Recorded information below:

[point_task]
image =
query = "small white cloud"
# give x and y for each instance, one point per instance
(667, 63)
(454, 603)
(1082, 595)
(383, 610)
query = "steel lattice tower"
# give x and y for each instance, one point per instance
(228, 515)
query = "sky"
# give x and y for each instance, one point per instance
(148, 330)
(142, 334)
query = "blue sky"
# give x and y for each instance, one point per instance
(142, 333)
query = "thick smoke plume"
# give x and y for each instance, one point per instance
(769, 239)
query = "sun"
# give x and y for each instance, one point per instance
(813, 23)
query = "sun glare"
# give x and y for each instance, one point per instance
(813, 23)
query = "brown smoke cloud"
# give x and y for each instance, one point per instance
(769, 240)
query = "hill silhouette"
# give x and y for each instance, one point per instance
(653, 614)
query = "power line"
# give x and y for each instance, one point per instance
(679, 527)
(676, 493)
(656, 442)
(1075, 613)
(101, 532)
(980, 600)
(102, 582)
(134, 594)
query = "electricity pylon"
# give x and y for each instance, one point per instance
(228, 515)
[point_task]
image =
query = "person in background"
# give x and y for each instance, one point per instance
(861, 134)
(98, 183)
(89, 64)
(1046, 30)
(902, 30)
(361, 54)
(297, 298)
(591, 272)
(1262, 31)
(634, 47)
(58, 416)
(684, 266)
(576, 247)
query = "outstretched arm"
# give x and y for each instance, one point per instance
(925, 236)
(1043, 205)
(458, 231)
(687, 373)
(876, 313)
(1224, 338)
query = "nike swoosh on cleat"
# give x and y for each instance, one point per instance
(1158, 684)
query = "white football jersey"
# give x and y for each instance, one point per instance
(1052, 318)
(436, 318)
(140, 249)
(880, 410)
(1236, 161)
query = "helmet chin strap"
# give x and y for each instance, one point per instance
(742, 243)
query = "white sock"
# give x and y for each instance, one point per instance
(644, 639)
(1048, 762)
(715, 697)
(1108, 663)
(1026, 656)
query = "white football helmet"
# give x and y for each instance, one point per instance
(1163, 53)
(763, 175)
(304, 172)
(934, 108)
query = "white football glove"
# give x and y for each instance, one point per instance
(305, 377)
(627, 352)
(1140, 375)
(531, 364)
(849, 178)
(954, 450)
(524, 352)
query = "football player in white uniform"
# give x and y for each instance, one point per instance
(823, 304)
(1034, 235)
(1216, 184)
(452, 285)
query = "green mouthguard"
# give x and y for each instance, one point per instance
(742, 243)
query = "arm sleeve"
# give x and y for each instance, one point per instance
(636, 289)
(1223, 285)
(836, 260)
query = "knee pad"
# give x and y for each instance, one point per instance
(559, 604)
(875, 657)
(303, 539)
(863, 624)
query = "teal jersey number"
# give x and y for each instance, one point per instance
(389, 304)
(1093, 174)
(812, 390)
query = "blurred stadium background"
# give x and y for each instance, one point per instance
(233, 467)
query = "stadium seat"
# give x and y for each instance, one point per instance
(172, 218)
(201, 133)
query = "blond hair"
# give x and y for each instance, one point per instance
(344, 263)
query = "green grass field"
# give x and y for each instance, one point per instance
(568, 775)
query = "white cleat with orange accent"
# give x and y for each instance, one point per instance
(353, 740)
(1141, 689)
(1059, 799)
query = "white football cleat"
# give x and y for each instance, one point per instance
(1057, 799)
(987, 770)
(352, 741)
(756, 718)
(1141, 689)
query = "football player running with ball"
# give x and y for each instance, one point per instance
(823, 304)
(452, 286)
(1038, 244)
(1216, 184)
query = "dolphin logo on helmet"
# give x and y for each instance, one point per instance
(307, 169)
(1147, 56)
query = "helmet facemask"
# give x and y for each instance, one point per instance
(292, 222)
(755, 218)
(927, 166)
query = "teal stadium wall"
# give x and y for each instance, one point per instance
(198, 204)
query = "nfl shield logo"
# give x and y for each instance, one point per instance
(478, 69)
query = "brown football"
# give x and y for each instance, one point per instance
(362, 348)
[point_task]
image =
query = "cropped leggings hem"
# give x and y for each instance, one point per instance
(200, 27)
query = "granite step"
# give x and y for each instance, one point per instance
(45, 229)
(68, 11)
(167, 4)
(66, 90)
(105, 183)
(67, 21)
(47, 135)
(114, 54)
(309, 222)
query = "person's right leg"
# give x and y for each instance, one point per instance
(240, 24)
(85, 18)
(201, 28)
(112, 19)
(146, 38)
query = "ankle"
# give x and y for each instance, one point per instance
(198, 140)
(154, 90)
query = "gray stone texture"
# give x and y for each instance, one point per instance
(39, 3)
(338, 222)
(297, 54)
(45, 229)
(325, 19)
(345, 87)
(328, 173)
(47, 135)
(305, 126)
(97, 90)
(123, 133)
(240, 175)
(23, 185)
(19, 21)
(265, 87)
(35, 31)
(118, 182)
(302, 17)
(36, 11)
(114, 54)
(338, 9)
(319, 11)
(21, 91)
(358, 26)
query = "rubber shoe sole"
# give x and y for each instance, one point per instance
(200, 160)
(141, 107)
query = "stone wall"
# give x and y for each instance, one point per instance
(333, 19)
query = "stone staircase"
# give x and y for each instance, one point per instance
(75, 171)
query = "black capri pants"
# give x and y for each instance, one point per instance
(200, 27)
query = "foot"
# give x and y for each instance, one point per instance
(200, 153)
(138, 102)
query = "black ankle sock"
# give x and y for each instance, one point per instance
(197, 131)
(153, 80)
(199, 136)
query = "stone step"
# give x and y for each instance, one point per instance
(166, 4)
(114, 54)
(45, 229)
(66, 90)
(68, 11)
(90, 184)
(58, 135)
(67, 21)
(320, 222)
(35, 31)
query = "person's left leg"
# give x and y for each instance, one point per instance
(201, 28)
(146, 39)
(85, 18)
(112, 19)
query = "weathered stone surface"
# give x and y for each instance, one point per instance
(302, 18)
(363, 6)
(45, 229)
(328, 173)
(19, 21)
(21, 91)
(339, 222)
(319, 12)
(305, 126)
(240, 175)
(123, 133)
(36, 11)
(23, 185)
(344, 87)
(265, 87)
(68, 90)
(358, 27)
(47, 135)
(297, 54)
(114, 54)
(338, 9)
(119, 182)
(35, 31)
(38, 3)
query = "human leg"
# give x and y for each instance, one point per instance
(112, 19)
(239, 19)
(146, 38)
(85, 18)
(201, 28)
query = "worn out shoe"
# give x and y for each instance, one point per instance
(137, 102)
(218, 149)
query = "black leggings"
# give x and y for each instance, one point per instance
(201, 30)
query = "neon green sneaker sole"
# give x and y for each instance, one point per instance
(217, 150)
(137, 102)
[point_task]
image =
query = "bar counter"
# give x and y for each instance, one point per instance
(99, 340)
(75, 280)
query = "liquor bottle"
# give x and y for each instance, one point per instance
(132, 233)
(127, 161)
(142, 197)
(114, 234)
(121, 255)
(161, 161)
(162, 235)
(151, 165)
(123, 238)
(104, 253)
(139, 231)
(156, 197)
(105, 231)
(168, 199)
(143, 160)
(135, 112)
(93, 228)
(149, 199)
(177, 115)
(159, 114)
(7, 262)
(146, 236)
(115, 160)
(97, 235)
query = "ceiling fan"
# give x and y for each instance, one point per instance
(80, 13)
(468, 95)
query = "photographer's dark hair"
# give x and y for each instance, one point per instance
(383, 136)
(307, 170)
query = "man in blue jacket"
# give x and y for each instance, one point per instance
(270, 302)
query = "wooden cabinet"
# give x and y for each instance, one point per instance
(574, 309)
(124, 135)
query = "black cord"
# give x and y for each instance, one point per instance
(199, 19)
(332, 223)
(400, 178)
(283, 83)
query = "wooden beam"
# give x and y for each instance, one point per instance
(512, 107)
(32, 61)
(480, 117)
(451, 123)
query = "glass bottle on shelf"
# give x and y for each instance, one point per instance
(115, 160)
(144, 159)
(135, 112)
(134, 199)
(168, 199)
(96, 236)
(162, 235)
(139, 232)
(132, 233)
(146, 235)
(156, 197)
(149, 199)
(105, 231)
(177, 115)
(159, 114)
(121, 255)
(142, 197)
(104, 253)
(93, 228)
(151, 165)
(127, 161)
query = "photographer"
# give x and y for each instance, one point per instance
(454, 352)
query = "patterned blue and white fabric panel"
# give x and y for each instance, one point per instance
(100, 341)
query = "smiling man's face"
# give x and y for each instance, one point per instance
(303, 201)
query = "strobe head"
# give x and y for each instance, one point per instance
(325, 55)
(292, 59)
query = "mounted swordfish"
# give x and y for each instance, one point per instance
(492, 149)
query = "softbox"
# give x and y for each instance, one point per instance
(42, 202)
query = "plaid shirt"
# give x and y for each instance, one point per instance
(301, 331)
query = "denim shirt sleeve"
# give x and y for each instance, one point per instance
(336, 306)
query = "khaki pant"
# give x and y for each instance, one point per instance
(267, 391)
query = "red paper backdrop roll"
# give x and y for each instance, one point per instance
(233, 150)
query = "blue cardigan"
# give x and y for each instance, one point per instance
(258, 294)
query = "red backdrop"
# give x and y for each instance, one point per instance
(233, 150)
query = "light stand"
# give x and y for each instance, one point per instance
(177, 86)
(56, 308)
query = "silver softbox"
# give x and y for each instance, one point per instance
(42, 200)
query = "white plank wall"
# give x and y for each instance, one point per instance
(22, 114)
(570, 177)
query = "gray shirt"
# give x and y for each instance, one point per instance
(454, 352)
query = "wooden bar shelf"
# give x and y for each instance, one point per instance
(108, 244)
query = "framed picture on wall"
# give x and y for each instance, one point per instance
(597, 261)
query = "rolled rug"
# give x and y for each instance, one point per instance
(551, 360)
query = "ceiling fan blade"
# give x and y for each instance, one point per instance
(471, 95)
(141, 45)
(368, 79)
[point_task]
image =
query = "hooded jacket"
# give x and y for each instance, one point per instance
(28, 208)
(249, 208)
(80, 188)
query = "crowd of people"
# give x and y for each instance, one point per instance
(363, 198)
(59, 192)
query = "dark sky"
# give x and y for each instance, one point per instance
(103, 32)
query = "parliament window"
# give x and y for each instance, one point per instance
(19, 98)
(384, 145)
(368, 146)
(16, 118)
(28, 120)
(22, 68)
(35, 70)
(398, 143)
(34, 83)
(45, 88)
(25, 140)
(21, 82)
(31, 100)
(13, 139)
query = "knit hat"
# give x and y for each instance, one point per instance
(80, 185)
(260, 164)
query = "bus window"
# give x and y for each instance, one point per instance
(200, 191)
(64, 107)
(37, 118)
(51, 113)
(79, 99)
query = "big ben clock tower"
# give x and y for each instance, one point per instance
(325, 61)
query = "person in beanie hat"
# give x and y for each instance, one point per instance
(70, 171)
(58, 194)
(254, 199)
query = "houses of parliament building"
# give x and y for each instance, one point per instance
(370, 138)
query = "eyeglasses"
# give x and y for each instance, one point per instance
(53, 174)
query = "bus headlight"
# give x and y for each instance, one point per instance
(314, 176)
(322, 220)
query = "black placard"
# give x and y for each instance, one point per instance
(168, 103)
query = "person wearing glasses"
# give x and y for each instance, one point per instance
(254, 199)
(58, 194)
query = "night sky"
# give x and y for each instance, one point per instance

End of Recorded information.

What needs to be done: Take the entries above and copy out all lines with the string "sock".

Answer to the problem:
query = "white sock"
query = "black ankle sock"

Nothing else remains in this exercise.